[start Stored records]

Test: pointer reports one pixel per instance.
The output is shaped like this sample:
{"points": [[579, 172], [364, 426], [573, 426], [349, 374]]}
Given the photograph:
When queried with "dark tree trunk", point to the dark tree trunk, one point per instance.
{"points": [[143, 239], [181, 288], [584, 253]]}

[end Stored records]

■ **The problem**:
Render every line of the entries above as a JSON list of strings, with one string per line and blank lines omitted.

■ **Task answer**:
[
  "Test: pointer reports one pixel per instance.",
  "The output is shaped like this sample:",
  "{\"points\": [[579, 172], [364, 426], [573, 426], [349, 374]]}",
  "Given the photograph:",
  "When queried with \"dark tree trunk\", point to the dark tree trunk, one point per instance.",
  "{\"points\": [[143, 239], [181, 288], [584, 253]]}"
]